#### 解くべき問題:
a) エアコンの使い方に関する文章のうち、「戻り梅雨や台風などの不安定な」から始まり「さを感じやすくなるとのこと。」までの部分を、一字も変えずに書き出してください。
b) エアコンの使い方に関する文章の内容を2文でまとめること。

#### 分析対象の文章:
........

ダイキン工業は8月3日、節電にも気を付けながら快適で健康に過ごす「上手なエアコンの使い方」について公開した。

  • 65歳以上の高齢家族は、夏場にエアコンの使用を控える傾向にある

戻り梅雨や台風などの不安定な天気を経て、本格的な猛暑の到来が予想されている。電力需給ひっ迫も重なっているが、節電のため無理をしてエアコンの使用を控えると、熱中症を引き起こすリスクが高まるとのこと。

熱中症の専門家である帝京大学医学部附属病院 高度救命救急センター長・三宅康史氏によると、人は年齢と共に基礎代謝が下がり、暑さを感じる感覚器の機能も低下するという。このため高齢者は、若者と比べて暑さを感じにくく、同時に、冷房による寒さを感じやすくなるとのこと。

........

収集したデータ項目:
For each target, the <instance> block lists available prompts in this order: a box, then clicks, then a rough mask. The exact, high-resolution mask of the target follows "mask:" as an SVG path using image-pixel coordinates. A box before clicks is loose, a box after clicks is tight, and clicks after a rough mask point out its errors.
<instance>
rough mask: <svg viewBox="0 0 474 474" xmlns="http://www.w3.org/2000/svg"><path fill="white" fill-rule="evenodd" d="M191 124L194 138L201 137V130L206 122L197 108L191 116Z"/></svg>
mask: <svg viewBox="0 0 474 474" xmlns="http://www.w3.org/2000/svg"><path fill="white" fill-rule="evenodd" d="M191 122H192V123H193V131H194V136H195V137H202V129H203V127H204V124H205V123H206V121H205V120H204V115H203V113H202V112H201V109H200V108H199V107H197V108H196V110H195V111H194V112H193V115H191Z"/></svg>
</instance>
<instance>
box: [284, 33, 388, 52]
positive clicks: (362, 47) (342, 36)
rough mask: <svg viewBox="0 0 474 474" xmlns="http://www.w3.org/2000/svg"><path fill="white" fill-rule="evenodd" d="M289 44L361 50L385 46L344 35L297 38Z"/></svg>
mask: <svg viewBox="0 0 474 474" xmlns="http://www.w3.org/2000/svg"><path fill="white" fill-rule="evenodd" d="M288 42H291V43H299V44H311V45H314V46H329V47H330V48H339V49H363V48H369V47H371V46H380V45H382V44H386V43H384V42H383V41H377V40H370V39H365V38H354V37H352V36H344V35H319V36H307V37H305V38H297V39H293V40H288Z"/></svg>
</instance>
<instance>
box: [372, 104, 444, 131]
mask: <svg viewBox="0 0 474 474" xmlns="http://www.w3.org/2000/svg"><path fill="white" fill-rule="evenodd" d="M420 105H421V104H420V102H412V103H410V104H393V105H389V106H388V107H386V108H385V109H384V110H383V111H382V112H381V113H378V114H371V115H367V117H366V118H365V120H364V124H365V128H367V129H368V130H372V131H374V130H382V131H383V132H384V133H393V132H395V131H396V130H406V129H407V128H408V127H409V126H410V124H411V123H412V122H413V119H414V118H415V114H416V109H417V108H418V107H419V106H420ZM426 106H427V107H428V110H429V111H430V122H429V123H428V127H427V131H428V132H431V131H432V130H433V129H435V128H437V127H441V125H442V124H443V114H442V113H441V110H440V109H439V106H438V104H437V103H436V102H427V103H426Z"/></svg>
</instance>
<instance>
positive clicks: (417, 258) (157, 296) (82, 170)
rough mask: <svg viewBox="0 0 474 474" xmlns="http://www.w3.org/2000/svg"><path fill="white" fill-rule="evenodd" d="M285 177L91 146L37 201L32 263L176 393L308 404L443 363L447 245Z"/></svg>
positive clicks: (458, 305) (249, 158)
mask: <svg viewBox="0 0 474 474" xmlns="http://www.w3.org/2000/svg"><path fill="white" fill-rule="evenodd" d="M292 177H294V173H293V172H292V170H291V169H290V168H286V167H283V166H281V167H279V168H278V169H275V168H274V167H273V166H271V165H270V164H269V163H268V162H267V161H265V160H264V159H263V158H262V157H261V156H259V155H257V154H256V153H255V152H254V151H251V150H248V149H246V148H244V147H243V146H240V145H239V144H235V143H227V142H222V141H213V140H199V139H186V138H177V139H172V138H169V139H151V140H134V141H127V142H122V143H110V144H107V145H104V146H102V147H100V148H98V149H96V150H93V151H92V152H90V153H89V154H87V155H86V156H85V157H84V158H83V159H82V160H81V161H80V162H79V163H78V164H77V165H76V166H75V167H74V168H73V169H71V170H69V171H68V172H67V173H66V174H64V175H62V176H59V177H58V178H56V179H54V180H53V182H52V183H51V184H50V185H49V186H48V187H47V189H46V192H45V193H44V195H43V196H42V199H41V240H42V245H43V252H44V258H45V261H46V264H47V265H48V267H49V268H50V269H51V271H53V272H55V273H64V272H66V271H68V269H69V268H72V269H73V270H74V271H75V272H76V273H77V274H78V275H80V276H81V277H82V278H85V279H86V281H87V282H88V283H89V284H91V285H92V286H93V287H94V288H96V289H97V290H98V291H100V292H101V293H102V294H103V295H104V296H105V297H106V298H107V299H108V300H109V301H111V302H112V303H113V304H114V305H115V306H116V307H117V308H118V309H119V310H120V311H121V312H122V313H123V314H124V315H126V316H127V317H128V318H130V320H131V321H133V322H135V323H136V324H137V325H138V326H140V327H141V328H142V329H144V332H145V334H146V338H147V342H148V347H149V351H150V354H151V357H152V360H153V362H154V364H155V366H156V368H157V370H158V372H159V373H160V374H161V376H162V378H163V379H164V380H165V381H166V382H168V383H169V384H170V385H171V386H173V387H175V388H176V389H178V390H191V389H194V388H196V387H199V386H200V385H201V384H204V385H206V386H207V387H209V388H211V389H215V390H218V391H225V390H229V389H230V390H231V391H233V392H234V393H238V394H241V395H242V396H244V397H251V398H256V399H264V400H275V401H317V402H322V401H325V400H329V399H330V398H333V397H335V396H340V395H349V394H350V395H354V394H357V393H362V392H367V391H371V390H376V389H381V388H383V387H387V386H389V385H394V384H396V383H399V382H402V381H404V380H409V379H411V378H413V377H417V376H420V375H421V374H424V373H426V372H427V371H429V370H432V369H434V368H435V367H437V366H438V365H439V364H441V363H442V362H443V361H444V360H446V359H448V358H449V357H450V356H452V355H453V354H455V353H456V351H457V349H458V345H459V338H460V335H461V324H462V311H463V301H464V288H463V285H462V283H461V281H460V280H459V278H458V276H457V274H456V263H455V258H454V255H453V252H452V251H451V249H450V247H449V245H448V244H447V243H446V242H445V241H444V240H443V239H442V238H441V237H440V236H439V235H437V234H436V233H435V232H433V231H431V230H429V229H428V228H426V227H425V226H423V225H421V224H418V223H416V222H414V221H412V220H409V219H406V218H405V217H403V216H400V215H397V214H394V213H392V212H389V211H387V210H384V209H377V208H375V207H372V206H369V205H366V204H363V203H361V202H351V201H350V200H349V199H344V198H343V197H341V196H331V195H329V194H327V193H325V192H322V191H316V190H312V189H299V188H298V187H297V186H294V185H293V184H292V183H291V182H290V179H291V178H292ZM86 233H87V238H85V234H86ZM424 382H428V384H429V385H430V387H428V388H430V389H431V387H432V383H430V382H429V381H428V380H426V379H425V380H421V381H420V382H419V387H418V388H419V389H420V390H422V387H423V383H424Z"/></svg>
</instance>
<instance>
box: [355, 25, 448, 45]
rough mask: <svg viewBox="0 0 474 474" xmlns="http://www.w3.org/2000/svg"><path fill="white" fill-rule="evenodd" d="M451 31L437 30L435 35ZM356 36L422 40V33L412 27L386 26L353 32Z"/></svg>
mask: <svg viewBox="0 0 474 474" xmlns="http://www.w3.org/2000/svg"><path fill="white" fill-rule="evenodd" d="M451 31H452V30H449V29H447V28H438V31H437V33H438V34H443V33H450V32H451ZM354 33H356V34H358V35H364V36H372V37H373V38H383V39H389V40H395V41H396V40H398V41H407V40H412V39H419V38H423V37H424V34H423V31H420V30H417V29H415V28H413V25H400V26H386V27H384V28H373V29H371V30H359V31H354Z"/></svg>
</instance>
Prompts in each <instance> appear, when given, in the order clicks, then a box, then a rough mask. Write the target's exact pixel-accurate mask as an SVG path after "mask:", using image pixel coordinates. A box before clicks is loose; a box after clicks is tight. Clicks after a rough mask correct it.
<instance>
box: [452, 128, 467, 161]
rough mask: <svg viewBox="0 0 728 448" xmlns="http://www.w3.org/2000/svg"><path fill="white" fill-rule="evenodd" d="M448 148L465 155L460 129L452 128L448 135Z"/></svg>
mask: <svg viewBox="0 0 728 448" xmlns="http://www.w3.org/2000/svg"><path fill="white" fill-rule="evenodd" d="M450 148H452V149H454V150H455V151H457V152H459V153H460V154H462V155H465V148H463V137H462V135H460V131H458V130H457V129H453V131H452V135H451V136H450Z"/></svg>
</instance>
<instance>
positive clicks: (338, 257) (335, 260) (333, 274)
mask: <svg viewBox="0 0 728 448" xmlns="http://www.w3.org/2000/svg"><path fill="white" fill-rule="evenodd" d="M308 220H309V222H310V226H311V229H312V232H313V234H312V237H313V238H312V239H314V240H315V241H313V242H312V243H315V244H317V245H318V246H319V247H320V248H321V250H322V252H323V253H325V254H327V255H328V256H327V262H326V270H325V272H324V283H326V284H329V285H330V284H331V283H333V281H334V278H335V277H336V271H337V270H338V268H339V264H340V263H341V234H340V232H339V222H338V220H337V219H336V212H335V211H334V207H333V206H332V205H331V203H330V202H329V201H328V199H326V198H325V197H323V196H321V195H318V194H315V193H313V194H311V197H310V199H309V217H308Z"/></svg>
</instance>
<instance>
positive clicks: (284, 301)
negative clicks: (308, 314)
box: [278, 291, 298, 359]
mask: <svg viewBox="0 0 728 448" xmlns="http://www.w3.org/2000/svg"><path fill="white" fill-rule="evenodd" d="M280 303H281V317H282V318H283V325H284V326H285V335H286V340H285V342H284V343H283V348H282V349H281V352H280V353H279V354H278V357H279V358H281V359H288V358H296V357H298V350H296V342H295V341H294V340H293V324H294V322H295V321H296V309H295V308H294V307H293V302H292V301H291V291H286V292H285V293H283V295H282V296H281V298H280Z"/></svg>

........

#### 解答:
a)
戻り梅雨や台風などの不安定な天気を経て、本格的な猛暑の到来が予想されている。電力需給ひっ迫も重なっているが、節電のため無理をしてエアコンの使用を控えると、熱中症を引き起こすリスクが高まるとのこと。

熱中症の専門家である帝京大学医学部附属病院 高度救命救急センター長・三宅康史氏によると、人は年齢と共に基礎代謝が下がり、暑さを感じる感覚器の機能も低下するという。このため高齢者は、若者と比べて暑さを感じにくく、同時に、冷房による寒さを感じやすくなるとのこと。

b) ダイキン工業は8月3日、節電に気を付けながら快適で健康に過ごすための「上手なエアコンの使い方」を公開し、節電のために無理にエアコンの使用を控えると熱中症のリスクが高まるとしている。熱中症の専門家である三宅康史氏によると、人は年齢と共に暑さを感じる感覚器の機能が低下するため、高齢者は若者と比べて暑さを感じにくく、冷房による寒さを感じやすくなるという。